After the first interview, I realize that I need a newspaper. The train station conversations occur on the ground, at the edge of tents, beside bed-rolls, on small blankets. I need something to sit on while we talk. Yesterday’s French newspaper, Le Monde, catches my eye and I pay the Hungarian clerk for my makeshift seat. 3,200 pairs of feet that have travelled from Syria to Turkey to Greece to Macedonia to Serbia and into Hungary or journeyed from Afghanistan, or originated in Pakistan transform this floor into a storyboard for a generation. These are the pages of human suffering and the unbreakable hope of the human spirit. This story is told to us by feet. So many feet.
Their stories. I have travelled for one month, by boat, by car, by bus, I walked 3 days from the Serbian border after we jumped the wall at night. My mother, my father and my sisters remain in Derzor (Syria) where the war began. I am their hope.’
’We travelled from Damascus by boat with 50 people. The boat should only hold 25.’
‘We are newly married – just 21 days ago. She is 28, a teacher of physics. I am Muhammad, a mechanical engineer. We escaped from Syria because I should go into the military, but I have friends on both sides of the war. I don’t know who I am supposed to kill.’
‘My 3 children have not been in school for 4 years, since the war began. They asked me to take them away from our home in Elippo (Syria) so that they can go to school.

TASKS FOR THIS EXERCISE:
1. In the train station account, what does the writer buy to sit on during the interviews?
2. Write the next part of the train station account, picking up after its final sentence.

COLLECTED DATA:
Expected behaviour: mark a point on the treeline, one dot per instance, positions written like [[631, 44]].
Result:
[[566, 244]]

RESPONSES:
1. Yesterday's French newspaper, Le Monde.

2.
‘My husband has been missing for 2 years. I have 2 children. The airplanes bombed our house, so my father led our family out of Syria. But, we left my mother in Elippo. She has a heart problem and she cannot make this dangerous and long journey. I need a home for my children. I need a future.’
‘We have travelled for 45 days: 7 adults and 3 children. We paid a smuggler to take us part of the way. He took $1,200. We are here now. We used the last of our money to buy tickets to Germany. That was 5 days ago and we are still here, on this floor, waiting.’
Information vacuum. After a few conversations, one begins to gather that there is a gaping information deficit. The refugees in Budapest’s Keleti train station know why they left their homes, but they do not understand why they cannot continue their journey to freedom. Many of them have paid for train tickets to Germany or to Austria. Family members wait for them at these western European destinations. Nobody anticipated that finding freedom in the west would be as difficult as fleeing a war.
Temporary toilets occupy an outdoor corner and water hoses twist and turn throughout Keleti station delivering necessary hydration in the Hungarian heat. No showers. No place to fix a meal. For many, no roof above their heads. And no electricity, which means a lack of contact with the outside world. This information vacuum creates a perfect pipeline for news to spread from one mat to the next, but where the truth lies is anyone’s guess.
‘Why can’t we leave?’
‘Everybody comes and takes pictures, asks questions, writes stories, but there is no action. We are still here. We are here for 5 days now.’
At one mat, I am told that several men were taken away and beaten. At another mat, I hear that a train came today (Thursday morning) and people got on believing they were going to Austria. Instead, the train stopped at one of Hungary’s refugee camps and the people refused to get off. It led to a heated skirmish with authorities.
‘Why did Germany say that we could come and now that we have come, why don’t they accept us?’ Asks a father who was once an English teacher in Eleppo.
One crisis volunteer relays an incident the day before when several men were rounded up and taken away. The women, not understanding why their husbands, fathers, brothers suddenly disappeared with no explanation, became hysterical. ‘It wasn’t our proudest moment,’ he states.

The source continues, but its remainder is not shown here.